======== RAW DATA

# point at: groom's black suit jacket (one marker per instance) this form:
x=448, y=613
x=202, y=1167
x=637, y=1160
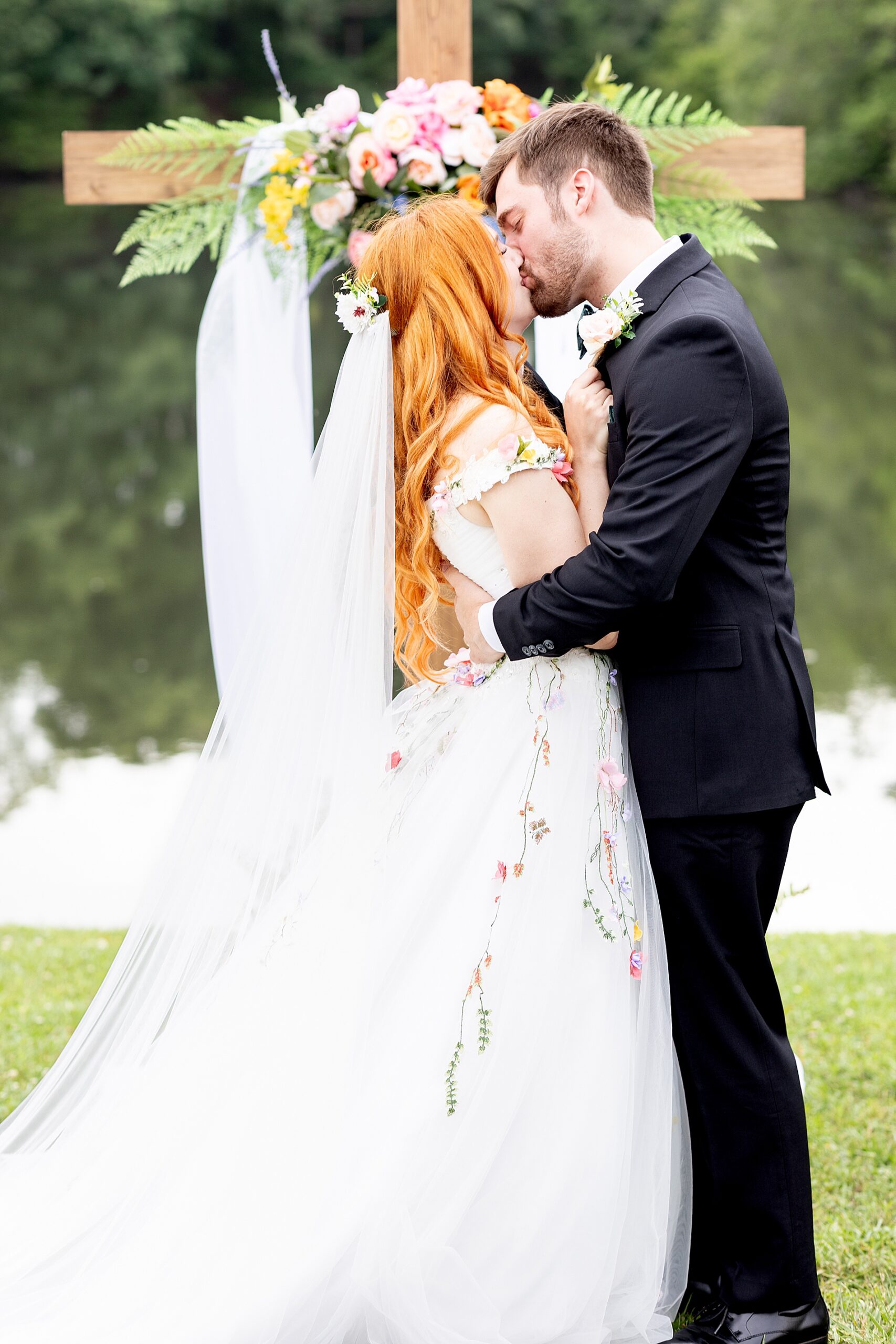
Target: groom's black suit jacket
x=691, y=562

================

# REQUEST
Copy the records above word for word, leaving out the pictures.

# FULL RESPONSE
# point at: groom's black suit jacket (one marker per instance) this form:
x=448, y=613
x=202, y=1167
x=637, y=1160
Target: groom's black suit jacket
x=691, y=562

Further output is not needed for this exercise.